■ Stated exercise 1 ■
From the entries below, pick out every line that contains the word "wall" and copy each one in full.

■ Passage given ■

In 1926, General Motors decided to integrate its transactions by acquiring Fisher Body. According to Williamson this was logical because where the ‘three critical dimensions of transactions’ (Masten 1996: 390) namely: frequency, degree of uncertainty, and asset specificity was present, the most efficient government structure emerged, this being vertical integration. Where GM integrated backwards in their supply chain in order to internalise transactions within one organisational structure, markets and hierarchies represent alternative government structures.

If General Motor’s assets were non-specific, then they could have purchased its assets through a normal market relationship based on relevant prices. But as we can see with such market structure, it poses the possibility for agents to act opportunistically. With GM and Fisher Body, we see the emergence of a vertically integrated firm as an efficient response to the transaction cost associated with market-type coordination.

■ Given information ■
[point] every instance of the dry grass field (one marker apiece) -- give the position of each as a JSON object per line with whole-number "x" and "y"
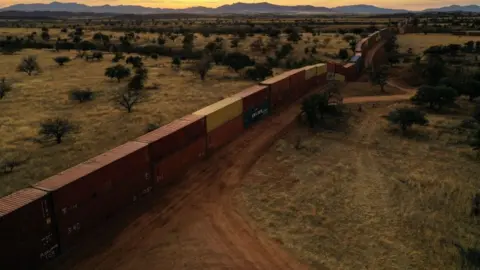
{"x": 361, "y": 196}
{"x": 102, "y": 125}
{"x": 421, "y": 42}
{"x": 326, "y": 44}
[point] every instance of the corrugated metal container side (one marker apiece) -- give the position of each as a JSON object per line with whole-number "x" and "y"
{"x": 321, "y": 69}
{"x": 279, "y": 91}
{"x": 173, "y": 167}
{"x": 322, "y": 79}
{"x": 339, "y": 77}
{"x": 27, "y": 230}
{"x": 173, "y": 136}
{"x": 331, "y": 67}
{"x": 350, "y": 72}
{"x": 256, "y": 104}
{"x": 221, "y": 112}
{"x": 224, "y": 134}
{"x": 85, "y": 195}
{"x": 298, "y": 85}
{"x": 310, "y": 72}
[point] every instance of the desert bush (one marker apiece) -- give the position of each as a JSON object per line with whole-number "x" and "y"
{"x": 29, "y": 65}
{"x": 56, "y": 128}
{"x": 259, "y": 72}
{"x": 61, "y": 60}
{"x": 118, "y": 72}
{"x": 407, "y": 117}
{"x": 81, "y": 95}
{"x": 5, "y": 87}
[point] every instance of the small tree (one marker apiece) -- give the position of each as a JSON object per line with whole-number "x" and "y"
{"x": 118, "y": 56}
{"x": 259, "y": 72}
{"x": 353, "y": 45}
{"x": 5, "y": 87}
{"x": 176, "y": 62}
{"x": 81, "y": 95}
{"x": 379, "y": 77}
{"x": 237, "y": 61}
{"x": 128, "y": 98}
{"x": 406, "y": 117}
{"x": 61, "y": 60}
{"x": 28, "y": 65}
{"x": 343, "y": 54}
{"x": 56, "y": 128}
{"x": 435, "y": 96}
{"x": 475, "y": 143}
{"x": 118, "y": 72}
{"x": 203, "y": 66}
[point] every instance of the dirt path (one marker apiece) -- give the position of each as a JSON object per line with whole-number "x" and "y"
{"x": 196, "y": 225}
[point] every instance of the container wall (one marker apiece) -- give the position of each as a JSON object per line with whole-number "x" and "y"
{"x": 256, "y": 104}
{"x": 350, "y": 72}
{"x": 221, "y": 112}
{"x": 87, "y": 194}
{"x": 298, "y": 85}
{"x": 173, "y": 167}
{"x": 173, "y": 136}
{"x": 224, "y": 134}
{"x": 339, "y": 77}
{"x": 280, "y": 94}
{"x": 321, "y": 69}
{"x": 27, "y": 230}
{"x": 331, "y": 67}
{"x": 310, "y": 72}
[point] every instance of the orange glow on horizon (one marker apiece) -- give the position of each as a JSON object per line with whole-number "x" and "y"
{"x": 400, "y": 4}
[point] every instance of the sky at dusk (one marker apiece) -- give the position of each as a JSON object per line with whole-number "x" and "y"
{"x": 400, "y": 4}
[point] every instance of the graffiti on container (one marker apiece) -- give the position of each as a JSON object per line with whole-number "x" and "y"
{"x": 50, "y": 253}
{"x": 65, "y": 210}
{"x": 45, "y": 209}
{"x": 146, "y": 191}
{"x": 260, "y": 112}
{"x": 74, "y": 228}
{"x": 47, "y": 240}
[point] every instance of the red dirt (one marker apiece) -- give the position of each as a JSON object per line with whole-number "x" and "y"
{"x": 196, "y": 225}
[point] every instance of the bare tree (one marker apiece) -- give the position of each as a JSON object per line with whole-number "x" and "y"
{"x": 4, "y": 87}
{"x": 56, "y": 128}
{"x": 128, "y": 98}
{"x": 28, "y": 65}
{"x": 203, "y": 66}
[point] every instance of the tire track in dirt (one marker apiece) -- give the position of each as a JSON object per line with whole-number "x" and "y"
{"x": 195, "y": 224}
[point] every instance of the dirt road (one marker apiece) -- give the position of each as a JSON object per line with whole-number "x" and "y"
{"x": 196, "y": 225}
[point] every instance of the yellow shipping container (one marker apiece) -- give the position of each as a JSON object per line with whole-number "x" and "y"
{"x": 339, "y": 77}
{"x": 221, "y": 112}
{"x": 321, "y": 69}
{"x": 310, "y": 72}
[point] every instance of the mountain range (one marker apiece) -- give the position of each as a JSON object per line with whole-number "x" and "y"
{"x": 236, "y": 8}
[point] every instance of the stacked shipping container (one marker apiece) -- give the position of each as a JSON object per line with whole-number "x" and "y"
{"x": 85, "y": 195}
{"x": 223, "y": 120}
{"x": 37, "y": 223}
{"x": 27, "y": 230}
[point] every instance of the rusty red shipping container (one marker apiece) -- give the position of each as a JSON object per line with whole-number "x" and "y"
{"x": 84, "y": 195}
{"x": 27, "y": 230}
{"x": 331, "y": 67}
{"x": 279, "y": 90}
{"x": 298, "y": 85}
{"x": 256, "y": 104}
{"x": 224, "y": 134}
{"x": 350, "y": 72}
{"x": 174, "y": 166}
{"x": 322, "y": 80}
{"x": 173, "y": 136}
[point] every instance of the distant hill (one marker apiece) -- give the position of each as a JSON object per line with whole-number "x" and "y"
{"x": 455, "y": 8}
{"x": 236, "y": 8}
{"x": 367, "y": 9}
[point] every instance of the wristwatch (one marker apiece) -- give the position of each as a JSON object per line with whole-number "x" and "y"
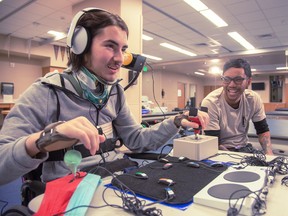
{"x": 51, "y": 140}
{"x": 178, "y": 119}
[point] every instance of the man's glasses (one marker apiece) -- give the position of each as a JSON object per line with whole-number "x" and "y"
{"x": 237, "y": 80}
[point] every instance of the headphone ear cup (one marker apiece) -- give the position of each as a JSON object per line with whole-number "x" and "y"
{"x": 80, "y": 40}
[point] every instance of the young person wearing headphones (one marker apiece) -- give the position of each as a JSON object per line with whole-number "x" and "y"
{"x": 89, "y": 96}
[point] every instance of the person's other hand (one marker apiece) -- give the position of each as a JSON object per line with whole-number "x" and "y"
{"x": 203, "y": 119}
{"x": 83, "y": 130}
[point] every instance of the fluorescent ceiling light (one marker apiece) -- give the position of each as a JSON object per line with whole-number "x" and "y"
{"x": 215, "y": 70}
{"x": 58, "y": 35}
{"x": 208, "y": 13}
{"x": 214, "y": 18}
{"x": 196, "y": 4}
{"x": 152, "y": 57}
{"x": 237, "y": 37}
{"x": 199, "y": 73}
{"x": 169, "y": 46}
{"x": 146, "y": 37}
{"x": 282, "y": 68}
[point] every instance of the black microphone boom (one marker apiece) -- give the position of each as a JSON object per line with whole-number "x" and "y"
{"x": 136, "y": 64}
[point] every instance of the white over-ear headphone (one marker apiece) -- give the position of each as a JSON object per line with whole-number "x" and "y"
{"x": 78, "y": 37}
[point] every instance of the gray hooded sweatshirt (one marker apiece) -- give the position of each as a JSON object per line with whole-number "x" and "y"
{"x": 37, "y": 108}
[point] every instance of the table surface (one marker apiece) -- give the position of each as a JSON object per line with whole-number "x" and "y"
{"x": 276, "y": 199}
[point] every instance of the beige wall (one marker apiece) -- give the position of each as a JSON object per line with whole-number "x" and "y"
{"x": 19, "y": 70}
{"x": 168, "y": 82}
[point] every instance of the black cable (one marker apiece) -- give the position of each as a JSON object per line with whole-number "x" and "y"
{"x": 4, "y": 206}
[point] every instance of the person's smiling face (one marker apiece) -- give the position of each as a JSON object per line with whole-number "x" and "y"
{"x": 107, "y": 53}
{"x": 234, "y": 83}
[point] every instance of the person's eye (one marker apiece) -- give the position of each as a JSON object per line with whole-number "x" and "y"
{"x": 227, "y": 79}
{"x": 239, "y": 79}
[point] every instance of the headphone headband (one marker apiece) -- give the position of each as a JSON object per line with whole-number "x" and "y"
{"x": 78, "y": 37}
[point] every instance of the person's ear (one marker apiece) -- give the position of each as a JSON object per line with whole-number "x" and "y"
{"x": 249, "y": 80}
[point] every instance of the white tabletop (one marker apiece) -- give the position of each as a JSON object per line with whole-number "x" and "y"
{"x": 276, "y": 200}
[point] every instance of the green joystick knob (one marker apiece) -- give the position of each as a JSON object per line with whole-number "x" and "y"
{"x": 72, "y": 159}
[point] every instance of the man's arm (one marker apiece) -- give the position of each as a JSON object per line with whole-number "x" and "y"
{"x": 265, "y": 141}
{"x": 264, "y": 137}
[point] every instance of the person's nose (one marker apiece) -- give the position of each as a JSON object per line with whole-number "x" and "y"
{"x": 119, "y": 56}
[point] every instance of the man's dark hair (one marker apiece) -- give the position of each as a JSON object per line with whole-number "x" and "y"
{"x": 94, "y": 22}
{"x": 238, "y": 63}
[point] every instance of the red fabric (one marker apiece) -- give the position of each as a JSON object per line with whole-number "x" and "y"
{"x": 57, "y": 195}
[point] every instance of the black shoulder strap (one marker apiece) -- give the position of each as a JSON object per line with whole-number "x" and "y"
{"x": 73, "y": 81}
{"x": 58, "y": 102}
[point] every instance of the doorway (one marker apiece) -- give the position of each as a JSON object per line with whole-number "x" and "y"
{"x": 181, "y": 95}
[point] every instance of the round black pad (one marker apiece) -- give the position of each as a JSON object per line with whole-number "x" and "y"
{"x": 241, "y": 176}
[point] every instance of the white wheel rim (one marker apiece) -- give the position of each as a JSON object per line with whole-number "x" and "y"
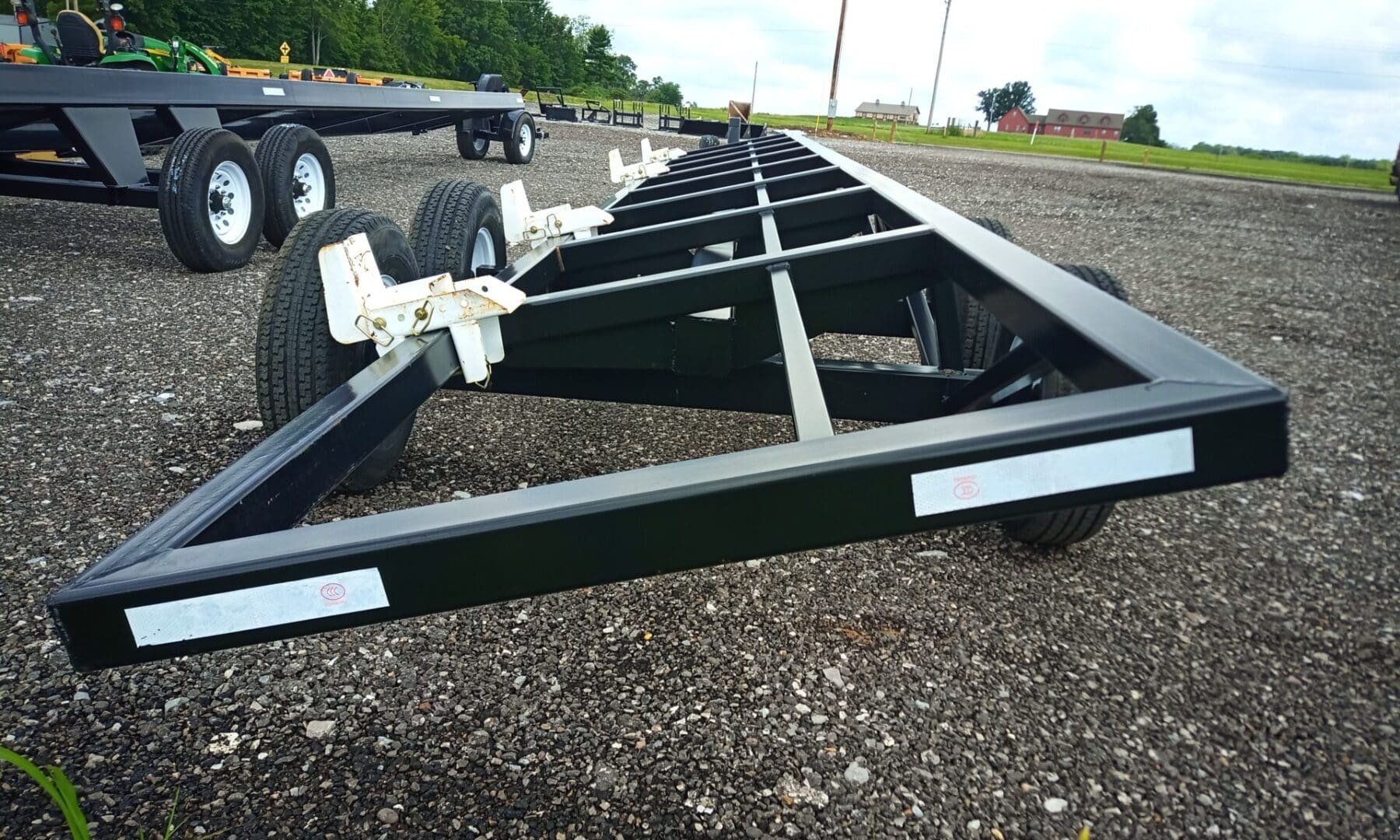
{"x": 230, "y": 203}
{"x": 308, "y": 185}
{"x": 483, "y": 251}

■ Stated exercise 2 ■
Output the part of the passage on General Motors and Fisher Body that starts at "If General Motor’s" and ends at "with market-type coordination.", copied word for word.

■ Correct response 1 ■
[point] every instance of the container wall (one marker apiece) -- give the position of each as a JSON object per line with whole-number "x" and "y"
[point] every instance of the beige wall (one marker apiece) -- give the position of each as a JSON object per line with whole-number "x" and "y"

■ Correct response 2 ■
If General Motor’s assets were non-specific, then they could have purchased its assets through a normal market relationship based on relevant prices. But as we can see with such market structure, it poses the possibility for agents to act opportunistically. With GM and Fisher Body, we see the emergence of a vertically integrated firm as an efficient response to the transaction cost associated with market-type coordination.